Set task | Revise the lines below so that every "bounding box" reads "box coordinates", keeping all other wording the same.

Records of labeled boxes:
— Start —

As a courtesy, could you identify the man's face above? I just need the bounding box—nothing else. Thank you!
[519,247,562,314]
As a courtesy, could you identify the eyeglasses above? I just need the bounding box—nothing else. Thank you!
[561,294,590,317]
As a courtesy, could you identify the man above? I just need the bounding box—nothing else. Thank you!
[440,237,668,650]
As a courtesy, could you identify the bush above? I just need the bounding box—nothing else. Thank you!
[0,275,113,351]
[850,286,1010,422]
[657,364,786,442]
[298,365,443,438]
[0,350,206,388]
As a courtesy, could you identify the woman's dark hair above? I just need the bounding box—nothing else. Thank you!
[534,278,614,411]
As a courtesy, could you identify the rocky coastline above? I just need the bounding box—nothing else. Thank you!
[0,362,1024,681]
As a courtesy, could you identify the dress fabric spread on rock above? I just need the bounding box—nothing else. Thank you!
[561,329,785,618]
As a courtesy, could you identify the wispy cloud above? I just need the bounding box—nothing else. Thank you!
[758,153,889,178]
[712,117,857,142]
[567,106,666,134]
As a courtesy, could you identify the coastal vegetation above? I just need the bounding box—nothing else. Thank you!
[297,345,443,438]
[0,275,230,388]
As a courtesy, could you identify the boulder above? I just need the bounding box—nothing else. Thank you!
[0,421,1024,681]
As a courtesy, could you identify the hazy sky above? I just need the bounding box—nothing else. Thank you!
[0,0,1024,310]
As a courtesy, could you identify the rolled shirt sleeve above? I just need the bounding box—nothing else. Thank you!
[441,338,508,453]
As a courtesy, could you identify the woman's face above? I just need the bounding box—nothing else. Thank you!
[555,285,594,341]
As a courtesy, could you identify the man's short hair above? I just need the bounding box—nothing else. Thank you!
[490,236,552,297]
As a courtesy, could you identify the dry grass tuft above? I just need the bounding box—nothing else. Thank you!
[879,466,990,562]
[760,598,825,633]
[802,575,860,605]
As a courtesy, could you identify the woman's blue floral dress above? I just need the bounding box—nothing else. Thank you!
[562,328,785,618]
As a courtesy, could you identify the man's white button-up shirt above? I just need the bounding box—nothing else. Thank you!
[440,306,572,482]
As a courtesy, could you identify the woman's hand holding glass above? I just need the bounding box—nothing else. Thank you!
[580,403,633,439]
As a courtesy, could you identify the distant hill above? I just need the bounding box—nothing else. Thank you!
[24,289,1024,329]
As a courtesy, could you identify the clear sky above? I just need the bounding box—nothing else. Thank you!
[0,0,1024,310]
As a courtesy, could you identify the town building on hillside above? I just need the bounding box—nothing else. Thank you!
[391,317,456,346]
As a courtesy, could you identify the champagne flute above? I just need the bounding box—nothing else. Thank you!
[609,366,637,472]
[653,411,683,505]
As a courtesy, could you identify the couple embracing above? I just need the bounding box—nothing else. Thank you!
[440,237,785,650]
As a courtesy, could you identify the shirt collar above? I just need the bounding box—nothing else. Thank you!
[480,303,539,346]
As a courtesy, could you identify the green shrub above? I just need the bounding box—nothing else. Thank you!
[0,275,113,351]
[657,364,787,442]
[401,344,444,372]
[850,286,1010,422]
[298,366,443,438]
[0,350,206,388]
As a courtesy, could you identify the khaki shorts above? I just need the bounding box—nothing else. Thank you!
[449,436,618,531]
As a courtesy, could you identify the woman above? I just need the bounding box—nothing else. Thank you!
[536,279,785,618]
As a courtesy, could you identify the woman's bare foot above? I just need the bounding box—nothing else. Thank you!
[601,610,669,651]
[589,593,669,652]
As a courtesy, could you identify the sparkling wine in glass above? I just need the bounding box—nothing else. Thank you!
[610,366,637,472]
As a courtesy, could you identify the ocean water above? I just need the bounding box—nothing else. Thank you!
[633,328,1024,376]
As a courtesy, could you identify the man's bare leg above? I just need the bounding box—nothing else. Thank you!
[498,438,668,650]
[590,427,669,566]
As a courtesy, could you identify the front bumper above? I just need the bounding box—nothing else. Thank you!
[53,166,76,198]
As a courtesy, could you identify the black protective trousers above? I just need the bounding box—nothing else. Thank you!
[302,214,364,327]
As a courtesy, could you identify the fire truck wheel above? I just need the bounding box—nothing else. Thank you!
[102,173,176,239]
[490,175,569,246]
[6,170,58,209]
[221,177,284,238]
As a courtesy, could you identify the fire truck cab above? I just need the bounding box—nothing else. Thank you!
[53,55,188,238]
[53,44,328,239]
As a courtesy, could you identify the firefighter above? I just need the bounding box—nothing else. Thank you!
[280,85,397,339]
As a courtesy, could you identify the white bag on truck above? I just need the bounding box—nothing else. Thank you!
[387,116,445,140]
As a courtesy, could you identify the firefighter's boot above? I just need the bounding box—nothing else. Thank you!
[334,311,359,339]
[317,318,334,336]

— End —

Result of this exercise |
As a courtesy, could you identify the man's face above? I just need the box coordinates—nothing else. Thank you!
[519,247,562,314]
As a courtesy, could you identify the eyeglasses above? I just need the box coordinates—nothing else. Thank you!
[561,294,590,317]
As a courtesy, could you identify the man above? I just need the box coordinates—nothing else. Thank you!
[440,237,668,650]
As a courtesy, could you identify the bush above? I just need the box coordinates—nothing else. Thank you!
[0,275,113,351]
[850,286,1010,422]
[657,364,786,442]
[298,365,443,438]
[0,350,206,388]
As a courtesy, could you identify the woman's dark hair above? I just need the box coordinates—nothing else. Thank you!
[534,278,614,411]
As a courtesy, could you identify the rocky coastline above? I just need the box coordinates—nothing else. Thank you!
[0,362,1024,681]
As a courtesy, could you identify the dress fabric spread on rock above? I just need the box coordinates—nothing else. Thank you!
[561,329,785,618]
As a courtesy, could you identify the wispy cloud above? I just need the box coordinates—nothing else. Thank you!
[758,153,889,178]
[712,117,857,142]
[567,106,666,134]
As a courtesy, could you identify the coastal vegetation above? I just need the box coordinates—nothing else. Thank you!
[297,345,443,438]
[0,275,230,388]
As a courtesy, could you identify the boulder above? I just need the box coordinates—nothing else. Thank you!
[0,421,1024,681]
As a courtesy, could you identify the hazy sky above? I just need the box coordinates—nothing else. Thank you!
[0,0,1024,310]
As a courtesy, could you identify the rolled shirt sleeve above? I just need the box coordinates—nothing else. Thank you!
[441,338,508,453]
As a courtesy, could you identify the woman's face above? I just need the box coordinates—nothing else. Thank you!
[555,285,594,341]
As a courtesy, could you identify the man's short hair above? I just need the box coordinates—nothing else. Thank you!
[490,236,552,297]
As a courtesy, could you identify the dry grass tuft above? I just need the box coordinates—nothing else. Thank you!
[879,466,990,562]
[760,598,825,633]
[802,575,860,605]
As a courtesy, could you identify the woman's blue floral dress above? I just need the box coordinates—nothing else. Thank you!
[562,328,785,618]
As a courtesy, could you identify the man's white button-up shirt above? I just need the box coordinates—nothing else. Thank you!
[440,306,572,482]
As a courtesy, could you identify the woman's hand holding glass above? I just need the box coordinates—nothing else. Thank you!
[580,403,633,439]
As a courtesy, could you identify the distant hill above? I just need the box coordinates—nothing else. Thank you!
[24,289,1024,329]
As a courtesy, could you identify the clear sky above? I just need the box coordinates—nothing else. Thank you!
[0,0,1024,310]
As a courtesy, could you identify the town building on hillside above? I just need the box coordinates—nothing else. Thank you!
[391,317,456,346]
As a courtesy, could you identify the champagne flute above? I just need the box coordinates—nothing else. Thank you!
[609,366,637,472]
[653,411,683,505]
As a courtesy, could you identify the couple embracing above? I just need the box coordinates—nothing else. Thank you!
[440,237,785,650]
As a courtesy, could you identify the shirt collar above? I just need the box coordinates—nothing else. Thank you!
[480,303,539,346]
As a courtesy, could you identify the green shrub above? I just need the box coordinates—nothing else. Thank you!
[0,275,113,351]
[657,364,787,442]
[401,344,444,372]
[850,286,1010,422]
[298,366,443,438]
[0,350,206,388]
As a courtesy, could you identify the khaki shorts above? I just need the box coordinates—nothing else. Thank you!
[449,436,618,531]
As a courtesy, could you identify the woman above? I just need the box coordinates—nothing else. Thank you!
[536,279,785,618]
As a courtesy, could you identify the woman's bare foot above? I just need the box coordinates—nothing else. Thank you!
[601,610,669,651]
[589,593,669,652]
As a courtesy, could you identify the sparkling wine in glass above? I just need the box coordinates—nothing else. Thank you!
[610,366,637,472]
As a courtesy, could you identify the ocean water above? I just need the box coordinates—nothing else. Thank you!
[633,328,1024,376]
As a courtesy, could you identify the man's bare leg above? I just need the box coordinates—nothing else. Thank you!
[498,438,668,650]
[590,427,669,566]
As a courtesy, could you identify the front bumper above? I just need the box coordinates—nothing else. Thank you!
[53,166,76,198]
As a courtesy, could you identify the black protective trousers above? I just need the box coordinates—nothing else. Thank you!
[302,214,364,327]
As a courtesy, could you identify the fire truck wheel above? I just need the box coordinates—nothing else. Thank you!
[102,173,176,239]
[490,175,569,246]
[6,170,58,209]
[221,177,284,238]
As a courtesy, could you identify the fire truck cab above? I just need the box coordinates—nothing else. Thank you!
[53,55,188,238]
[53,44,328,239]
As a courtesy, could you identify the firefighter above? I just need the box coordinates—nothing else. Thank you!
[280,85,397,339]
As a courtesy, could you identify the white bag on truck above? I just need the box coordinates—nothing else. Thank you!
[387,116,445,140]
As a courtesy, could you identify the firefighter's boot above? I just need the box coordinates—nothing else. Thank you!
[334,311,359,339]
[317,318,334,336]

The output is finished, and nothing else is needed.